Next, genes displaying direct co-regulation with major NSCLC signal proteins were identified from the disease-specific differential network components. The signal proteins included in the study were retrieved from the human NSCLC signalling pathways delineated by the KEGG pathway database3. Genes of a significant (P < 0.05; z-tests) coexpression relation with MET, EGF, KRAS, TP53, E2F2, and E2F4 were pinpointed from the differential components associated with each prognosis group. As a result, 76 genes were identified from the poor-prognosis group, 58 genes from the good-prognosis group, and 9 genes common in both groups, yielding a set of 125 genes. The number of nodes (genes) and edges (interactions) in the networks associated with specific prognostic groups in each analytical step are shown in Fig. 3.

Figure 3
The characteristics of the coexpression networks at each step in the identification of the 13-gene signature

3.2 Survival prediction using the identified prognostic genes

We sought to evaluate whether the genes identified from the proposed implication network analysis could generate accurate prognostic prediction. From the training set of the original continuous microarray data, 24 probes out of the 125 genes selected in the previous steps were significantly associated with overall survival (P < 0.05, univariate Cox modelling). These 24 significant probes were ranked by Relief (Witten and Frank, 2005) and a step-wise forward selection was used to identify the subset with the highest prognostic accuracy. Specifically, starting from the top ranked gene, one gene was added at each step to the gene set, until the prognostic accuracy could not be improved by adding more genes. As a result, the top 13 genes were identified as the most accurate prognostic gene signature (Table 1).

Table 1
The identified 13-gene lung cancer prognostic signature.

Multivariate Cox proportional hazard model was fitted with the 13 genes as covariates on bootstrapped training samples for 1,000 times. The average of the 1,000 coefficients obtained for each covariate was used to represent the final coefficients in the training model. Using the training model, a survival risk score was generated for each patient. A risk score of 8.87 was identified as a cut-off value for patient stratification in the training set (Fig. 4A). This training model and cut-off value were then applied to the two validation sets to generate prognostic categorization without re-estimating parameters (Fig. 4B and 4C). In all three patient cohorts, this scheme stratified patients into prognostic groups with distinct post-operative overall survival (log-rank P < 0.006, Kaplan-Meier analyses).

- Work task 1: In the lung cancer gene-signature passage, what risk score was used as the cut-off for sorting patients in the training set?
- Work task 2: Extend the lung cancer gene-signature passage, picking up after its final sentence.
The entries come from an unrelated source.

- Excerpted data:
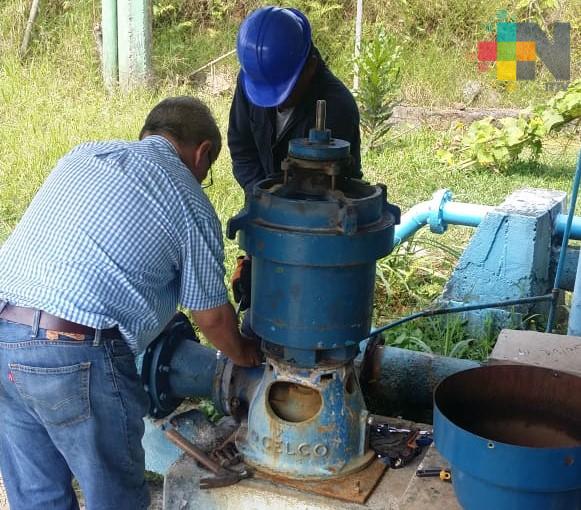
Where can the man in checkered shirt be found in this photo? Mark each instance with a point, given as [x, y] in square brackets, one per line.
[117, 237]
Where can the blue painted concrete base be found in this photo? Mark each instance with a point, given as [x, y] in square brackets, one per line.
[510, 256]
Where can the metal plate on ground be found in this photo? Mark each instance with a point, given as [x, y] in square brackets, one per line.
[354, 488]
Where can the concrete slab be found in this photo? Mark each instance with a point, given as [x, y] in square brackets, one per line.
[558, 352]
[429, 493]
[399, 489]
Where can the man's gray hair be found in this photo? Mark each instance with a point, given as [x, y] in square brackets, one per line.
[186, 119]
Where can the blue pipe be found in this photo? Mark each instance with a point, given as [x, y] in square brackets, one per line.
[441, 211]
[563, 254]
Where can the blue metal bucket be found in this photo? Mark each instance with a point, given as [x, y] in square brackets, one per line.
[512, 436]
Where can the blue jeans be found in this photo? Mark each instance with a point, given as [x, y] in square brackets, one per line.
[70, 408]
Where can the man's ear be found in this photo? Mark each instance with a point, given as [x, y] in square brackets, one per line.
[201, 151]
[312, 65]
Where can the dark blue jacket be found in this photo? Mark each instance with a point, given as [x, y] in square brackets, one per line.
[256, 151]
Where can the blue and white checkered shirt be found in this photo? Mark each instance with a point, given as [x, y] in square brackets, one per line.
[118, 235]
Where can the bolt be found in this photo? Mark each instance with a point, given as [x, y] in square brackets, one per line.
[321, 114]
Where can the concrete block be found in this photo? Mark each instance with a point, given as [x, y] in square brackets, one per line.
[508, 257]
[558, 352]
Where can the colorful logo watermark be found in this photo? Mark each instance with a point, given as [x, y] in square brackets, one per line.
[518, 45]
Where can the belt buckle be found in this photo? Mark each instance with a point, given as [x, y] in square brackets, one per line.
[56, 335]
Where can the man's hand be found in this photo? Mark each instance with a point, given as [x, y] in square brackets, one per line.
[220, 326]
[242, 281]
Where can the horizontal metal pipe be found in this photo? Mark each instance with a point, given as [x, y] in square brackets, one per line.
[468, 215]
[402, 382]
[464, 214]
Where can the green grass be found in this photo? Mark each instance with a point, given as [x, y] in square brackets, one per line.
[55, 100]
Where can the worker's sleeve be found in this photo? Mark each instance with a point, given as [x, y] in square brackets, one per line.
[346, 127]
[245, 156]
[202, 262]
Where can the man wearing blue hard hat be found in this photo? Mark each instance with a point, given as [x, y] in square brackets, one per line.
[282, 75]
[281, 78]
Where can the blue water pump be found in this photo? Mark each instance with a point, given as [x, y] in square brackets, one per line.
[314, 237]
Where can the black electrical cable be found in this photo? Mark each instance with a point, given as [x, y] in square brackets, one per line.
[460, 309]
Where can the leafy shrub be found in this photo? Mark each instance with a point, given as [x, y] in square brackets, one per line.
[496, 144]
[379, 86]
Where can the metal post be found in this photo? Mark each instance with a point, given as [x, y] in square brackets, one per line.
[134, 42]
[321, 117]
[358, 23]
[109, 30]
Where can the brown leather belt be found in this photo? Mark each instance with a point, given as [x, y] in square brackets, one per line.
[26, 316]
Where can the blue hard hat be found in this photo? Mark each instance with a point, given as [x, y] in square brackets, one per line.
[273, 45]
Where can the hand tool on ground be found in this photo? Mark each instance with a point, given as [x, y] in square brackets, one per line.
[444, 474]
[223, 477]
[226, 454]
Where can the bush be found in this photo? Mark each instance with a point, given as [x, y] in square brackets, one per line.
[379, 86]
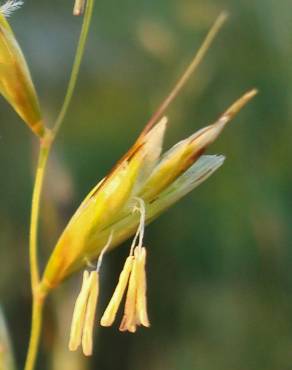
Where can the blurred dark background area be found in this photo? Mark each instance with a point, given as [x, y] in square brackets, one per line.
[219, 267]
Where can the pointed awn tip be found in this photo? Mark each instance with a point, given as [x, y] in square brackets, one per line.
[10, 6]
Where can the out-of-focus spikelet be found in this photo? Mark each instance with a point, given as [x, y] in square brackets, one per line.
[15, 81]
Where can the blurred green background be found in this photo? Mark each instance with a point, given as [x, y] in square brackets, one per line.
[219, 268]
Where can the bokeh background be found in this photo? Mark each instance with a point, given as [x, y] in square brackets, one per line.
[219, 269]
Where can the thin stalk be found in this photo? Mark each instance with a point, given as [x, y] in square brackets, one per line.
[44, 151]
[45, 148]
[76, 65]
[36, 325]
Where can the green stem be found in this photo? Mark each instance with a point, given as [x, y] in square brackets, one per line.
[44, 151]
[36, 324]
[45, 148]
[76, 65]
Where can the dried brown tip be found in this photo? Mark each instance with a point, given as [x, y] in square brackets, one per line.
[79, 7]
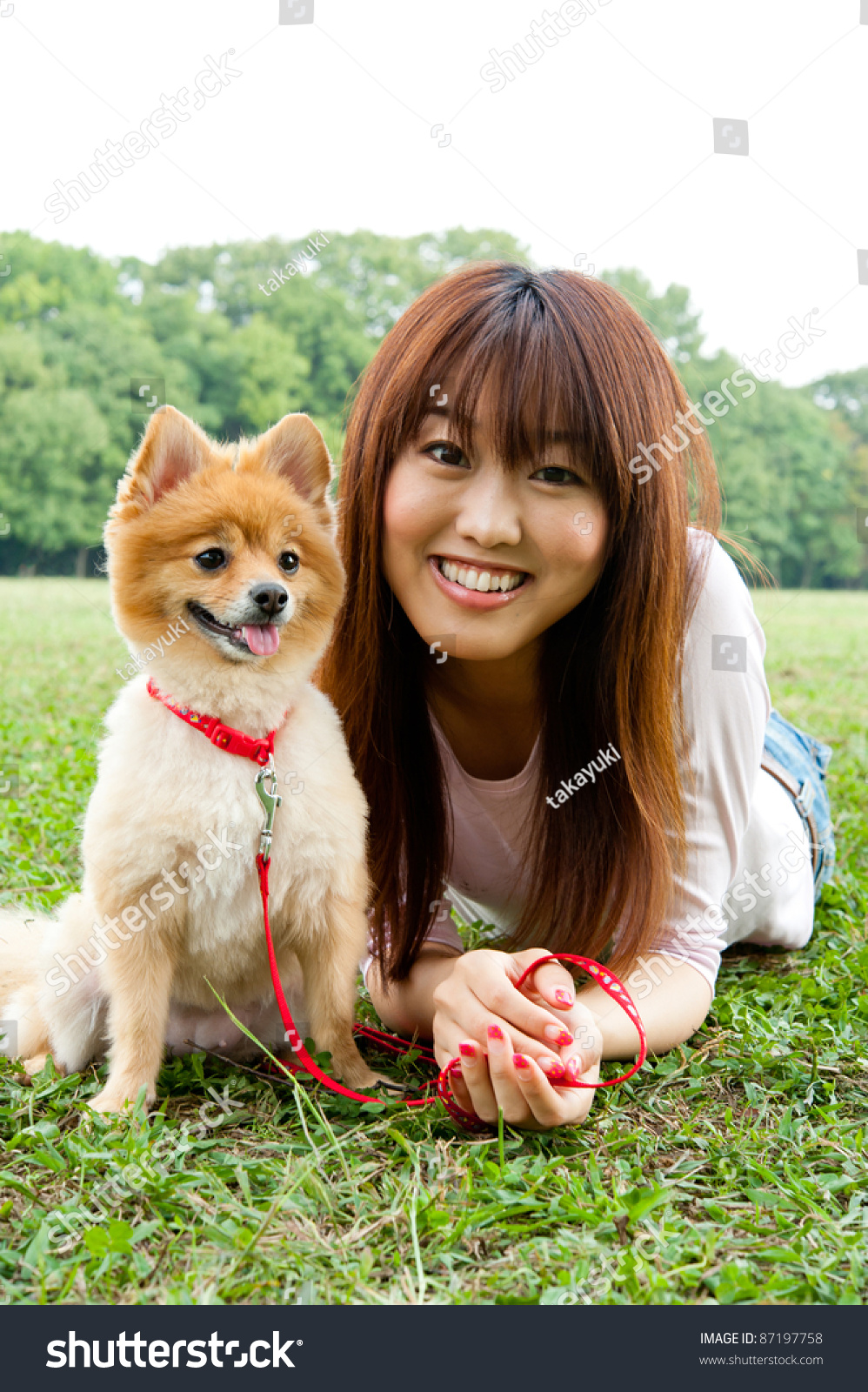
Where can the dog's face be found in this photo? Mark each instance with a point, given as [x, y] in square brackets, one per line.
[238, 545]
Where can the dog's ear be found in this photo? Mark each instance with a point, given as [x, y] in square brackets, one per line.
[173, 449]
[295, 450]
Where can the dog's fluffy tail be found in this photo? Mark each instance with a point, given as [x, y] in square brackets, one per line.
[21, 937]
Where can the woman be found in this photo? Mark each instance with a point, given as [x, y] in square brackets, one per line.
[552, 689]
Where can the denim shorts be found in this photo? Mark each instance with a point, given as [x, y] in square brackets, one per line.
[800, 762]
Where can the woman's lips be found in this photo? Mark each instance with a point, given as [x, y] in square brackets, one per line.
[475, 599]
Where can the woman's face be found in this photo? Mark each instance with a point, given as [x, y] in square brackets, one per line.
[519, 550]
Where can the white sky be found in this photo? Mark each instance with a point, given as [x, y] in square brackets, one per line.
[603, 146]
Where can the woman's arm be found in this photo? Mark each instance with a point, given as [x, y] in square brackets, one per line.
[671, 1011]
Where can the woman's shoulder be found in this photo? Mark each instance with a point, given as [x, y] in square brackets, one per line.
[724, 595]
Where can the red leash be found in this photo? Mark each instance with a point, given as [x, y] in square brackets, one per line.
[262, 753]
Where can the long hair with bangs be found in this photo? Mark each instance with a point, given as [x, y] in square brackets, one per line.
[557, 348]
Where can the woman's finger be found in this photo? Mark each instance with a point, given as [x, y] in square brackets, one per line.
[477, 1082]
[551, 985]
[551, 1106]
[550, 1055]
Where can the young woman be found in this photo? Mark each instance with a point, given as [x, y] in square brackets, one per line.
[552, 689]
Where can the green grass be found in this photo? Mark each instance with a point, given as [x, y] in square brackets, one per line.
[731, 1169]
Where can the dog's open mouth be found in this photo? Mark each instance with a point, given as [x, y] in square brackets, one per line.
[260, 639]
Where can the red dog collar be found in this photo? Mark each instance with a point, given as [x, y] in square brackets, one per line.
[224, 737]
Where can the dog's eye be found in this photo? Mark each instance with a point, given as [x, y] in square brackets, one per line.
[210, 560]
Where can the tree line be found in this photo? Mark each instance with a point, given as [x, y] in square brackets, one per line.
[238, 334]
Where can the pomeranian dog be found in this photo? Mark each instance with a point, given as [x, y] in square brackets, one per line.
[225, 578]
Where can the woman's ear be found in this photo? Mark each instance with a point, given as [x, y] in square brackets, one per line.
[173, 449]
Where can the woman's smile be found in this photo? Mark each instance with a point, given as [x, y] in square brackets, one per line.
[477, 584]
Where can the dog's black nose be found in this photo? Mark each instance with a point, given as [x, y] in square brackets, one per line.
[270, 599]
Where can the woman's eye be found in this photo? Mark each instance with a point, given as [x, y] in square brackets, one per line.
[562, 475]
[445, 452]
[210, 560]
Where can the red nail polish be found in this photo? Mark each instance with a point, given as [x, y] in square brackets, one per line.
[552, 1068]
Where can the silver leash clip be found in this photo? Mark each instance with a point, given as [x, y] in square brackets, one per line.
[270, 800]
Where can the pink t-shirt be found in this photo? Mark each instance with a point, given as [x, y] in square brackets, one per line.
[739, 819]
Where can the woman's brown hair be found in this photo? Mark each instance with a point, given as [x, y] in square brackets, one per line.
[558, 351]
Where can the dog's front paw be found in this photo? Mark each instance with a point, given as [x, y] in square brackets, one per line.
[114, 1099]
[35, 1064]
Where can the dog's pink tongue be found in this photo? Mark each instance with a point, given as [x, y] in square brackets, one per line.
[262, 640]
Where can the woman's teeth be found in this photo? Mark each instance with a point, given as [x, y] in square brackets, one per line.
[476, 579]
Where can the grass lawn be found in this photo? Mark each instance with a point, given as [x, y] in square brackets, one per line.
[731, 1169]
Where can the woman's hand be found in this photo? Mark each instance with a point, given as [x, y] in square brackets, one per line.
[515, 1046]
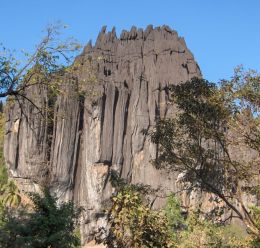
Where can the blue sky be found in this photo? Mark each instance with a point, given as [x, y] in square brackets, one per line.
[220, 33]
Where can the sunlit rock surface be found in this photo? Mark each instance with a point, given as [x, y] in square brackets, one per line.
[75, 147]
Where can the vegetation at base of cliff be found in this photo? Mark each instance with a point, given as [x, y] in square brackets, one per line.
[47, 224]
[133, 224]
[42, 223]
[214, 140]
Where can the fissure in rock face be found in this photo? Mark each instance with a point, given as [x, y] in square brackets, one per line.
[100, 130]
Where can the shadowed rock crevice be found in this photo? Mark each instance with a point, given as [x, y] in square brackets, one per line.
[89, 138]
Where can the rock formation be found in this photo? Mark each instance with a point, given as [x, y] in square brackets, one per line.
[122, 83]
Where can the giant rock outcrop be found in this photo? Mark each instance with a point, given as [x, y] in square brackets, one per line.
[90, 134]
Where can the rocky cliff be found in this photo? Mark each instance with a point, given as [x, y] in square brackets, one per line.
[86, 136]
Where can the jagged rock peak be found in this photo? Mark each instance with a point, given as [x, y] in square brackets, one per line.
[134, 33]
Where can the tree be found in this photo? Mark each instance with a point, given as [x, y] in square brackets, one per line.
[214, 139]
[133, 224]
[48, 224]
[42, 67]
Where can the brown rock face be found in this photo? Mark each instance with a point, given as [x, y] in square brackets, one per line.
[87, 139]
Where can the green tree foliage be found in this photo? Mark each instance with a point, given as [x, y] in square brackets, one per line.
[40, 67]
[213, 141]
[48, 224]
[133, 224]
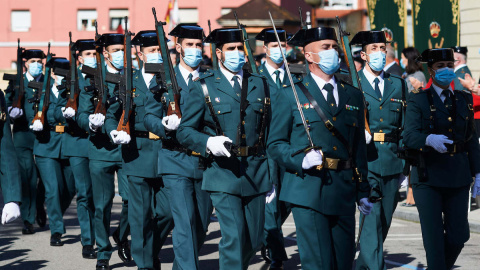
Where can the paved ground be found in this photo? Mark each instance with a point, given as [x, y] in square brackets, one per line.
[403, 247]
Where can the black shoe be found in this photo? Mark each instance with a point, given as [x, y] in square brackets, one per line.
[266, 254]
[56, 240]
[124, 252]
[88, 252]
[103, 265]
[41, 217]
[28, 228]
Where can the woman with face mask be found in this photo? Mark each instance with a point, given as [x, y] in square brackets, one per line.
[439, 128]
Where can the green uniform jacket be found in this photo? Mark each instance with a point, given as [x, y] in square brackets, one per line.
[10, 180]
[461, 74]
[239, 176]
[22, 134]
[139, 157]
[100, 147]
[443, 170]
[327, 191]
[384, 115]
[171, 162]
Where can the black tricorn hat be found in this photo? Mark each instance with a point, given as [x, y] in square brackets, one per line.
[110, 39]
[268, 35]
[431, 56]
[306, 36]
[193, 31]
[368, 37]
[33, 53]
[84, 45]
[58, 62]
[226, 35]
[146, 38]
[462, 50]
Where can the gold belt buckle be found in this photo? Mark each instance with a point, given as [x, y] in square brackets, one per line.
[152, 136]
[378, 137]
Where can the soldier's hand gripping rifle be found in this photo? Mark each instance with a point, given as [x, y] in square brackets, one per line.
[246, 43]
[126, 87]
[17, 79]
[351, 67]
[171, 85]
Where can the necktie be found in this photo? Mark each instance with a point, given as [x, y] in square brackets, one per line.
[236, 85]
[377, 88]
[330, 99]
[277, 80]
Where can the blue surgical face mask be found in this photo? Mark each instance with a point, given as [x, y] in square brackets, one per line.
[377, 61]
[117, 59]
[444, 76]
[234, 60]
[193, 57]
[90, 62]
[154, 58]
[35, 69]
[329, 62]
[276, 54]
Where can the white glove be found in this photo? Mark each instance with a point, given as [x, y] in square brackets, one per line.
[37, 125]
[96, 121]
[120, 137]
[68, 112]
[216, 147]
[365, 206]
[368, 137]
[312, 158]
[438, 142]
[402, 181]
[11, 211]
[476, 186]
[270, 195]
[171, 122]
[15, 112]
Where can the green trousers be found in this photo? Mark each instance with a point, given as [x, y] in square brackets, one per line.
[103, 188]
[150, 219]
[377, 224]
[444, 221]
[324, 241]
[59, 189]
[28, 174]
[241, 225]
[85, 208]
[191, 209]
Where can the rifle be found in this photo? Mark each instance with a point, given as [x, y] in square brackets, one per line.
[251, 61]
[171, 85]
[125, 88]
[351, 66]
[18, 88]
[45, 89]
[213, 48]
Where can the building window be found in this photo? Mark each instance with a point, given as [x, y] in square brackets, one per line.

- Reply 1: A risk score of 8.87.

- Reply 2:
Figure 4
Prognostic prediction of lung cancer survival after surgery by the 13-gene prognostic model

When high-risk group is defined as a group of patients who survived 5 years or less, and low-risk group as a group of patients who survived 5 years or longer, this model achieved sensitivity (correctly predicted high-risk patients) of 52% in the training set, 67.65% in MSK, and 67.86% in DFCI; and specificity (correctly predicted low-risk patients) of 77.88% in the training set, 51.61 % in MSK, and 61.11% in DFCI.

3.3 Survival prediction on early stage lung cancer

Current treatment options for patients with NSCLC are given based on AJCC tumour stage. Surgical resection is the major treatment option for stage I NSCLC patients. However, about 35–50% of stage I NSCLC patients will develop and die from tumour recurrence within the five years following surgery (Hoffman, Mauer, and Vokes, 2000; Naruke et al., 1988). On the other hand, stage IB patients who received surgical resection followed by adjuvant chemotherapy showed improved survival rate (Lu et al., 2006). This indicates that certain patients with stage I NSCLC are at high risk for developing recurrent diseases. Thus, we sought to explore whether the constructed 13-gene prognostic model could identify specific high-risk patients with stage I tumours.

Results show that the 13-gene prognostic signature could identify high-risk patients with stage I tumours on both the training set and two test sets (log-rank P ≤ 0.05; Fig. 5A–5C). The prognostic model also separated high- and low-risk groups within stage IB patients in the combined test sets (log-rank P = 1.47e-4; Fig. 5D). The 13-gene signature was able to generate significant prognostic stratification on the stage IA patients on the training set but not the test set (results not shown).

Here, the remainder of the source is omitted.